**WHAT YOU HAVE TO DO**
Print out the full listing below, word for word.

____

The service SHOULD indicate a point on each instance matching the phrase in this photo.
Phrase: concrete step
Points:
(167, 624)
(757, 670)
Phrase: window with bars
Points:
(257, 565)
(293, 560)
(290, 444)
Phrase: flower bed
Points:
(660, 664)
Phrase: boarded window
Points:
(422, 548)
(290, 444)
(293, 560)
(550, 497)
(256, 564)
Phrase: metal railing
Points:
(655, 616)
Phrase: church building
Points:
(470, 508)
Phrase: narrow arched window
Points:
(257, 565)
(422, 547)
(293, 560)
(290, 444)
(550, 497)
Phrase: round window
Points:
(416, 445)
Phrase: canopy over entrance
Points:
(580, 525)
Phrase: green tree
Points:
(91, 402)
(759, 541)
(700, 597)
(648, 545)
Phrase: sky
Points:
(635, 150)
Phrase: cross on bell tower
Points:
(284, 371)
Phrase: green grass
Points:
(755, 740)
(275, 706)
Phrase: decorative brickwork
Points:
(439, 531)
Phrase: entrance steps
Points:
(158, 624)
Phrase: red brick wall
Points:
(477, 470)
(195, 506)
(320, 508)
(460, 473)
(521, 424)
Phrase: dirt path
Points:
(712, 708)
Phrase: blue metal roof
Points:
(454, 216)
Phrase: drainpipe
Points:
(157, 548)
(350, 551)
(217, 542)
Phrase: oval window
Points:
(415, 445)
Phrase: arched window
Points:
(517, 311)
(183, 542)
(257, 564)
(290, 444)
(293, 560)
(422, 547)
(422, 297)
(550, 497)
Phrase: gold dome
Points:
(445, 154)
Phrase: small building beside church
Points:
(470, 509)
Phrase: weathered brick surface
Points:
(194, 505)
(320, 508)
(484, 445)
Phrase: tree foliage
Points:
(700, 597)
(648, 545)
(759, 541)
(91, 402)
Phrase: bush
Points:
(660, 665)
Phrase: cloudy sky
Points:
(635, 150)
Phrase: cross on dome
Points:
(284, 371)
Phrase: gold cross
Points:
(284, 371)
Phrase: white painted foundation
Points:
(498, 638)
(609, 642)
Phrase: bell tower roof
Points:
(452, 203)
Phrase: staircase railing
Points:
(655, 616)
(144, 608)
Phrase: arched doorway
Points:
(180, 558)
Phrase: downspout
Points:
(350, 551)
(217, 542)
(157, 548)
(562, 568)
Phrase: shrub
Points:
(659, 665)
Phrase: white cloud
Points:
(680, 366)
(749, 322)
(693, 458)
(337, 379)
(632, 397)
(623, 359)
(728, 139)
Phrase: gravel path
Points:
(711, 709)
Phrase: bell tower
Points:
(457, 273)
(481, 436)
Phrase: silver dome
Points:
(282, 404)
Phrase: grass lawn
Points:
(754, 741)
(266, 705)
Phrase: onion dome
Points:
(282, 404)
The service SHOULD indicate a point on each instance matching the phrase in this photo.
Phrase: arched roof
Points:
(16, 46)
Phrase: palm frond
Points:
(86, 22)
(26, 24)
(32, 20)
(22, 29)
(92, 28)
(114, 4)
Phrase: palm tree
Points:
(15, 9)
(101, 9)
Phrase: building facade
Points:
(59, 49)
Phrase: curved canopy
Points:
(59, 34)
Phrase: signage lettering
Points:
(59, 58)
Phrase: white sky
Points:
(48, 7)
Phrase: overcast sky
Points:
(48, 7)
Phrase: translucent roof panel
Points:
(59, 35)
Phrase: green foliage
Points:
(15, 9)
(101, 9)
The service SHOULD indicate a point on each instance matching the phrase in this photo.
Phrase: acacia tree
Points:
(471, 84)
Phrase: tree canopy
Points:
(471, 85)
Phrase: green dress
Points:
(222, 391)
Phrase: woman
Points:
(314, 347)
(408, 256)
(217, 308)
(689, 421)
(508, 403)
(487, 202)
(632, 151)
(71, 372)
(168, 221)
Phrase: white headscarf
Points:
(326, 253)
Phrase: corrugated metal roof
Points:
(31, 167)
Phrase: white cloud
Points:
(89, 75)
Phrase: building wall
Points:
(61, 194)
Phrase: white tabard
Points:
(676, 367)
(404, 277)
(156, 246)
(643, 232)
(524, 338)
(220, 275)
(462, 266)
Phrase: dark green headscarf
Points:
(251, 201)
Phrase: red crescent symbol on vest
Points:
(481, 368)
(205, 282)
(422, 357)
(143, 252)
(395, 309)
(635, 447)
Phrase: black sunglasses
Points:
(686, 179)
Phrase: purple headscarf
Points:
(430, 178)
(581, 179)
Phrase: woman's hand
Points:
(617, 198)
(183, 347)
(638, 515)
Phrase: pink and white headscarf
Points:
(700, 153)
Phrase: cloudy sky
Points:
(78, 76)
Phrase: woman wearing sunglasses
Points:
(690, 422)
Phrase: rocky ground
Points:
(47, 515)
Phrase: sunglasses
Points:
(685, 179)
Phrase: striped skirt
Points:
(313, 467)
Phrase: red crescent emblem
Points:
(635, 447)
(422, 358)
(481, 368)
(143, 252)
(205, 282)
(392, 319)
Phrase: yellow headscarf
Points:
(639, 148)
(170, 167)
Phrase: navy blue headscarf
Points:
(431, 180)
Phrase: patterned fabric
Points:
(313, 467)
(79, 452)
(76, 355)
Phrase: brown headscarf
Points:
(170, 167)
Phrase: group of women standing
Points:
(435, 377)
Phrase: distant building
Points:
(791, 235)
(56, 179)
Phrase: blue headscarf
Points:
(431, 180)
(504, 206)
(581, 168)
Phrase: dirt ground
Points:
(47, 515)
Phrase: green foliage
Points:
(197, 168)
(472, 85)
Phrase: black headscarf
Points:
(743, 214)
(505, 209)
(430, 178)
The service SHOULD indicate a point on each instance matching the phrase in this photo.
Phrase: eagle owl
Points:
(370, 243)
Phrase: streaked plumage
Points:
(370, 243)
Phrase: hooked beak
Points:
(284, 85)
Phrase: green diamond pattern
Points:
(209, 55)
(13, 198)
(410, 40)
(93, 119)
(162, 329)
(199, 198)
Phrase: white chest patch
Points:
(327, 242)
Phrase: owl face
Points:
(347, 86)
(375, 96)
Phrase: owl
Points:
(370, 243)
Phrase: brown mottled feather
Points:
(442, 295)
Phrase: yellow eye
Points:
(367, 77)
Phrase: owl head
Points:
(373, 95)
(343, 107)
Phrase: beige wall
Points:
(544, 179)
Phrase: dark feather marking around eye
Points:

____

**RESULT OF THIS TASK**
The service SHOULD indicate a point on each instance matching the phrase in this photo.
Phrase: concrete step
Points:
(167, 624)
(757, 670)
Phrase: window with bars
Points:
(257, 565)
(293, 560)
(290, 444)
Phrase: flower bed
Points:
(660, 664)
Phrase: boarded window
Points:
(422, 548)
(290, 444)
(293, 560)
(550, 497)
(256, 564)
Phrase: metal railing
Points:
(655, 616)
Phrase: church building
Points:
(470, 508)
Phrase: narrow arched window
Points:
(257, 565)
(422, 547)
(293, 560)
(290, 444)
(550, 497)
Phrase: round window
Points:
(416, 445)
Phrase: canopy over entrance
Points:
(580, 525)
Phrase: green tree
Points:
(91, 402)
(759, 541)
(700, 597)
(648, 545)
Phrase: sky
Points:
(635, 150)
Phrase: cross on bell tower
Points:
(284, 371)
Phrase: green grass
Points:
(755, 740)
(275, 706)
Phrase: decorative brickwork
Points:
(439, 531)
Phrase: entrance steps
Points:
(158, 624)
Phrase: red brick wall
Points:
(477, 470)
(195, 506)
(320, 508)
(460, 473)
(521, 424)
Phrase: dirt path
Points:
(712, 708)
Phrase: blue metal roof
Points:
(454, 216)
Phrase: drainpipe
Points:
(157, 548)
(350, 551)
(217, 542)
Phrase: oval window
Points:
(415, 445)
Phrase: arched window
Points:
(517, 311)
(183, 542)
(257, 564)
(290, 444)
(293, 560)
(422, 547)
(422, 297)
(550, 497)
Phrase: gold dome
Points:
(445, 154)
Phrase: small building beside church
Points:
(470, 509)
Phrase: weathered brick surface
Points:
(194, 505)
(320, 508)
(484, 445)
Phrase: tree foliage
Points:
(700, 597)
(648, 545)
(759, 541)
(91, 402)
Phrase: bush
Points:
(660, 665)
Phrase: cloudy sky
Points:
(635, 150)
Phrase: cross on dome
Points:
(284, 371)
Phrase: gold cross
Points:
(284, 371)
Phrase: white painted foundation
Points:
(498, 638)
(609, 642)
Phrase: bell tower roof
Points:
(452, 203)
Phrase: staircase railing
Points:
(655, 616)
(144, 608)
Phrase: arched doorway
Points:
(180, 558)
Phrase: downspout
Points:
(350, 551)
(217, 542)
(157, 548)
(562, 568)
Phrase: shrub
Points:
(659, 665)
Phrase: white cloud
Points:
(680, 366)
(749, 322)
(693, 458)
(337, 379)
(632, 397)
(623, 359)
(728, 139)
Phrase: gravel path
Points:
(711, 709)
Phrase: bell tower
Points:
(457, 273)
(481, 436)
Phrase: silver dome
Points:
(282, 404)
Phrase: grass lawn
Points:
(754, 741)
(266, 705)
Phrase: onion dome
Points:
(282, 404)
The service SHOULD indicate a point on each instance matching the phrase in this photo.
Phrase: arched roof
Points:
(16, 46)
Phrase: palm frond
Points:
(86, 22)
(26, 24)
(32, 20)
(22, 29)
(92, 28)
(114, 4)
Phrase: palm tree
Points:
(15, 9)
(101, 9)
Phrase: building facade
Points:
(59, 49)
Phrase: curved canopy
Points:
(59, 34)
Phrase: signage lettering
Points:
(59, 58)
Phrase: white sky
Points:
(48, 7)
Phrase: overcast sky
Points:
(48, 7)
Phrase: translucent roof panel
Points:
(59, 35)
Phrase: green foliage
Points:
(15, 9)
(101, 9)
The service SHOULD indicate a point on each instance matching the phrase in this photo.
Phrase: acacia tree
Points:
(471, 84)
Phrase: tree canopy
Points:
(471, 85)
Phrase: green dress
Points:
(222, 391)
Phrase: woman
Points:
(314, 347)
(408, 256)
(217, 308)
(689, 421)
(508, 403)
(487, 202)
(632, 151)
(71, 372)
(168, 221)
Phrase: white headscarf
Points:
(326, 253)
Phrase: corrugated metal roof
Points:
(31, 167)
Phrase: white cloud
Points:
(89, 75)
Phrase: building wall
Points:
(61, 194)
Phrase: white tabard
Points:
(676, 367)
(404, 277)
(156, 246)
(643, 232)
(524, 338)
(220, 275)
(462, 266)
Phrase: dark green headscarf
Points:
(251, 201)
Phrase: red crescent symbol on vest
Points:
(481, 368)
(205, 282)
(422, 357)
(143, 252)
(395, 309)
(635, 447)
Phrase: black sunglasses
Points:
(686, 179)
Phrase: purple headscarf
Points:
(430, 178)
(581, 179)
Phrase: woman's hand
Points:
(617, 198)
(183, 347)
(638, 515)
Phrase: pink and white headscarf
Points:
(700, 153)
Phrase: cloudy sky
Points:
(78, 76)
Phrase: woman wearing sunglasses
Points:
(690, 422)
Phrase: rocky ground
Points:
(47, 515)
Phrase: sunglasses
Points:
(685, 179)
Phrase: striped skirt
Points:
(313, 467)
Phrase: red crescent emblem
Points:
(635, 447)
(422, 358)
(481, 368)
(143, 252)
(205, 282)
(392, 319)
Phrase: yellow headscarf
Points:
(639, 148)
(170, 167)
Phrase: navy blue headscarf
Points:
(431, 180)
Phrase: patterned fabric
Points:
(313, 467)
(79, 452)
(76, 355)
Phrase: brown headscarf
Points:
(170, 167)
Phrase: group of women standing
Points:
(435, 377)
Phrase: distant building
Points:
(791, 235)
(56, 179)
Phrase: blue headscarf
Points:
(431, 180)
(504, 206)
(581, 168)
Phrase: dirt ground
Points:
(47, 515)
Phrase: green foliage
Points:
(197, 168)
(472, 85)
Phrase: black headscarf
Points:
(743, 214)
(505, 209)
(430, 178)
The service SHOULD indicate a point on each instance matching the phrase in this photo.
Phrase: eagle owl
Points:
(370, 243)
Phrase: streaked plumage
Points:
(370, 243)
Phrase: hooked beak
Points:
(284, 85)
Phrase: green diamond pattern
Points:
(209, 55)
(13, 198)
(410, 40)
(93, 119)
(162, 329)
(199, 198)
Phrase: white chest patch
Points:
(327, 242)
Phrase: owl face
Points:
(347, 86)
(375, 96)
Phrase: owl
Points:
(370, 243)
Phrase: brown mottled feather
Points:
(442, 295)
Phrase: yellow eye
Points:
(367, 77)
Phrase: owl head
Points:
(373, 95)
(343, 107)
Phrase: beige wall
Points:
(544, 179)
Phrase: dark feather marking around eye
Points:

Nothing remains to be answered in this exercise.